> [What the exercise asks]: Nothing may be changed. Give the entries below again exactly.

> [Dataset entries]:
▬▬▬▬▬▬▬▬▬▬
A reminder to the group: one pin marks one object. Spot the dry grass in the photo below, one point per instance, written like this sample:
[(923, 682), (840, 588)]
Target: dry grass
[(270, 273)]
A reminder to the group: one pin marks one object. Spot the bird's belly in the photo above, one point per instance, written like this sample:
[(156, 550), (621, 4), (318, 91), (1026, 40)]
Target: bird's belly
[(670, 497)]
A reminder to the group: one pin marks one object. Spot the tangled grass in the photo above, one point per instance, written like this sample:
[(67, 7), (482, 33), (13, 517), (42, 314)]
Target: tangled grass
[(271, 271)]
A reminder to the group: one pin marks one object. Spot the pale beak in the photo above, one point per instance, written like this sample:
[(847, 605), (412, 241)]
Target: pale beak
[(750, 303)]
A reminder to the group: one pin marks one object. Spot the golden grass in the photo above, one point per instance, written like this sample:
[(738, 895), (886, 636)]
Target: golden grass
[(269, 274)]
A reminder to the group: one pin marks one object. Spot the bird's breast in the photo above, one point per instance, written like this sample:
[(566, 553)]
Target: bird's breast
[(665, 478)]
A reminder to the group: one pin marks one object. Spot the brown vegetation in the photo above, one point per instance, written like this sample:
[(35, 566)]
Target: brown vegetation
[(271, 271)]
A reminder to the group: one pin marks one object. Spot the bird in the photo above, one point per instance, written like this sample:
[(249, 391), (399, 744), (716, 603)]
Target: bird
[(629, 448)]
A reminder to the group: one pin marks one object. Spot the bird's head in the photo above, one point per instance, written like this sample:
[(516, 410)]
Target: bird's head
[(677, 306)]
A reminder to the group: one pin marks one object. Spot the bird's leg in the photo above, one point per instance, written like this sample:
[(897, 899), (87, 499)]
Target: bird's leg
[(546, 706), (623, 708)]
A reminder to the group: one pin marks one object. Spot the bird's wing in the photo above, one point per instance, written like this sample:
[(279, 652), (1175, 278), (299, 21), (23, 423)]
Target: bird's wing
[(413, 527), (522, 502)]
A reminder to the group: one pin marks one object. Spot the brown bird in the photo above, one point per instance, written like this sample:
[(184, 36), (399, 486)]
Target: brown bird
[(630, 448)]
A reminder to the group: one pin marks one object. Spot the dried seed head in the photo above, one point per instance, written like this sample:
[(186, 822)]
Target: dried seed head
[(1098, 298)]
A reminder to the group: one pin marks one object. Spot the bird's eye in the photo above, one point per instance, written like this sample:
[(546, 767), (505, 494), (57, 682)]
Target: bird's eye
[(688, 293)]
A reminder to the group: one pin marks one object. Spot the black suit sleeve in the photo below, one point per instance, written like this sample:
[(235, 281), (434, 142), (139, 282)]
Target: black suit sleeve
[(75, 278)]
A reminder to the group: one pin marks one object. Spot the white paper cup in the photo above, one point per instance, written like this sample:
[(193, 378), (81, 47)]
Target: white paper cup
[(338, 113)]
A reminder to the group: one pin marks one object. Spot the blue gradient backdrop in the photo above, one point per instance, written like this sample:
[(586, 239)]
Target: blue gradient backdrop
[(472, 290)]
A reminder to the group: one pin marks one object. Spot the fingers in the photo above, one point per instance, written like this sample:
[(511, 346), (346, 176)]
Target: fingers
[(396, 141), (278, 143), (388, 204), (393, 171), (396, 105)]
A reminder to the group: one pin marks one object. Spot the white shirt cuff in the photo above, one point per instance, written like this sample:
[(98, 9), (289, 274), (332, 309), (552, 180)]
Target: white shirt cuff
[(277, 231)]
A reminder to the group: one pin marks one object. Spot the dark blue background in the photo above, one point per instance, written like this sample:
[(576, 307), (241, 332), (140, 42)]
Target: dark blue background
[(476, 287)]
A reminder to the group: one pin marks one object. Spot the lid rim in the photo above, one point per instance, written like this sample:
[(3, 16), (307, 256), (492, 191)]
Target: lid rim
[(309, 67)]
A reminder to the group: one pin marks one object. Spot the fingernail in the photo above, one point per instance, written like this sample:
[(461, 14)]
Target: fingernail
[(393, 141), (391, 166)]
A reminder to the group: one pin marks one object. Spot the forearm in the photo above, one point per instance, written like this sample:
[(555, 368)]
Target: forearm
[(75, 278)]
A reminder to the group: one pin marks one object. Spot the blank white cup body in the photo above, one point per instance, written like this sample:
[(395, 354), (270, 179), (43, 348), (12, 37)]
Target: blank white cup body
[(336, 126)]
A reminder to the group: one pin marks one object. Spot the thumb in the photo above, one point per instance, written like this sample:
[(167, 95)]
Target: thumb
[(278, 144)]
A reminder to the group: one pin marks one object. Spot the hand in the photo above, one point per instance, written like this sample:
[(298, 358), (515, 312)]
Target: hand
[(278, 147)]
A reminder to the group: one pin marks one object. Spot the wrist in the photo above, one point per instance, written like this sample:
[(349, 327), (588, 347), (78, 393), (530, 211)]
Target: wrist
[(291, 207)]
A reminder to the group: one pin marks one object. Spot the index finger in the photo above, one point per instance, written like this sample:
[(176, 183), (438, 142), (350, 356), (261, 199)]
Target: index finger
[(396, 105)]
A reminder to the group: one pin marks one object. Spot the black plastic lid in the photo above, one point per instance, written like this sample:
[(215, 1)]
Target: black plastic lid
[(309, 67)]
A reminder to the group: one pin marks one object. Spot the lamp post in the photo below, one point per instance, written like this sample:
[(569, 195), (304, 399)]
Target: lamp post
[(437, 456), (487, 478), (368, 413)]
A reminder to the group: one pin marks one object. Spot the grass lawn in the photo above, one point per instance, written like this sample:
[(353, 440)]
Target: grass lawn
▬▬▬▬▬▬▬▬▬▬
> [Reply]:
A reminder to the group: one pin marks one object. Spot the dry grass in the photo below, one point per instance, written like this sample:
[(923, 682), (840, 588)]
Target: dry grass
[(270, 273)]
A reminder to the group: one pin marks one object. Spot the bird's belly in the photo above, one point per instance, written like this sample:
[(156, 550), (621, 4), (318, 91), (1026, 40)]
Target: bird's belly
[(670, 497)]
A reminder to the group: one pin marks one object. Spot the tangled grass in the photo above, one point per instance, written like this sample:
[(67, 7), (482, 33), (13, 517), (42, 314)]
Target: tangled grass
[(271, 271)]
A reminder to the group: one pin marks one object. Spot the pale beak in the photo above, one point per instance, written like this sample:
[(847, 605), (412, 241)]
Target: pale beak
[(750, 303)]
A reminder to the group: one pin marks one object. Spot the golden grass in the photo above, one point per instance, written like this sample:
[(738, 895), (886, 636)]
Target: golden grass
[(269, 274)]
A reminder to the group: one pin marks one object. Spot the bird's breast in the photo above, one point per instance, written like this sample:
[(566, 553)]
Target: bird's breast
[(665, 478)]
A reminder to the group: one pin marks one object. Spot the brown vegetation in the photo above, one point per instance, written like this sample:
[(35, 566)]
Target: brown vegetation
[(271, 271)]
A reminder to the group: one pin marks one object. Spot the bird in the photo above, one point per instance, written like this sample:
[(249, 391), (399, 744), (716, 603)]
Target: bird
[(629, 448)]
A reminder to the group: one pin marks one object. Spot the bird's head in the photo above, one point per instance, written like this sample:
[(516, 410)]
Target: bird's head
[(677, 306)]
A reminder to the group: one pin marks one object. Spot the bird's leg in the photo above, one point per instance, written like this sample:
[(897, 899), (87, 499)]
Target: bird's leg
[(546, 706), (623, 708)]
A reminder to the group: one pin marks one object. Spot the bird's wing in the photo above, one point per instance, written like this sample:
[(279, 652), (1175, 278), (299, 21), (23, 423)]
Target: bird's wing
[(413, 527), (522, 502)]
A reminder to the group: one pin marks one object. Spot the brown bird in the photo above, one point per instance, written like this sample:
[(184, 36), (399, 486)]
Target: brown bird
[(630, 448)]
A reminder to the group: one pin marks one object. Spot the dried seed head in the photo above, one point per instance, written like this sample:
[(186, 822)]
Target: dried seed head
[(1098, 298)]
A reminder to the group: one pin marks one object. Spot the bird's eye in the photo above, one point per instance, written like this sample:
[(546, 767), (505, 494), (57, 682)]
Target: bird's eye
[(688, 293)]
A reminder to the group: one pin marks one object. Spot the black suit sleeve in the photo below, one point per instance, written like this sample:
[(235, 281), (434, 142), (139, 282)]
Target: black suit sleeve
[(75, 278)]
A reminder to the group: one pin marks one object. Spot the white paper cup in the photo above, one point per instance, written like this sample:
[(193, 378), (81, 47)]
Target: white paper cup
[(338, 113)]
A reminder to the group: one pin marks one object. Spot the blue gradient backdrop in the photo above, one point per instance, written like this sample:
[(586, 239)]
Target: blue gradient backdrop
[(472, 290)]
A reminder to the group: one pin marks one object. Spot the fingers in the photo above, one point per instance, written like this sample:
[(511, 346), (346, 176)]
Target: fingers
[(396, 141), (278, 143), (388, 204), (393, 171), (396, 105)]
A reminder to the group: one pin marks one object. Spot the white shirt cuff in the photo above, one point per instance, written like this sample:
[(98, 9), (289, 274), (332, 309), (552, 180)]
Target: white shirt cuff
[(277, 231)]
A reminder to the group: one pin marks one object. Spot the dark blue background in the photo above, one point per instance, written like this sample:
[(576, 307), (241, 332), (140, 42)]
Target: dark blue background
[(476, 287)]
A reminder to the group: one pin marks one object. Spot the lid rim in the photo above, one point per instance, written like this sample:
[(3, 16), (307, 256), (492, 191)]
Target: lid rim
[(309, 67)]
A reminder to the group: one pin marks one object. Spot the fingernail in the photo above, one point per instance, written like this sample:
[(461, 14)]
Target: fingernail
[(393, 141), (391, 166)]
A reminder to the group: one pin marks one object. Spot the forearm in the photo above, one point per instance, written like this sample:
[(555, 368)]
Target: forearm
[(75, 278)]
A reminder to the group: one pin marks one object. Spot the blank white cup body in the photo above, one point per instance, written like this sample:
[(395, 354), (270, 179), (43, 348), (12, 37)]
Target: blank white cup body
[(336, 126)]
A reminder to the group: one pin marks one object. Spot the thumb in the photo above, one point per instance, written like this sample:
[(167, 95)]
Target: thumb
[(278, 144)]
A reminder to the group: one pin marks one object. Spot the hand in the photo above, one point per instance, written like this sample:
[(298, 358), (515, 312)]
Target: hand
[(278, 147)]
A reminder to the group: one pin marks one object. Spot the wrist in the photo above, one point per instance, written like this sample:
[(349, 327), (588, 347), (78, 393), (530, 211)]
Target: wrist
[(291, 207)]
A reminder to the group: one pin marks one object. Spot the index finger in the photo above, one point per instance, written like this sample:
[(176, 183), (438, 142), (350, 356), (261, 199)]
Target: index finger
[(396, 105)]
A reminder to the group: one pin marks one object. Spot the black plastic lid in the photo above, one point per instance, written like this sample:
[(215, 1)]
Target: black plastic lid
[(309, 67)]
A reminder to the group: one pin marks one object. Spot the lamp post in the photo below, one point per instance, written like this sample:
[(569, 195), (304, 399)]
Target: lamp post
[(437, 456), (487, 478), (368, 413)]
A reminder to the group: one pin marks one object. Spot the grass lawn in the photo above, one point per instance, written like this sample:
[(353, 440)]
Target: grass lawn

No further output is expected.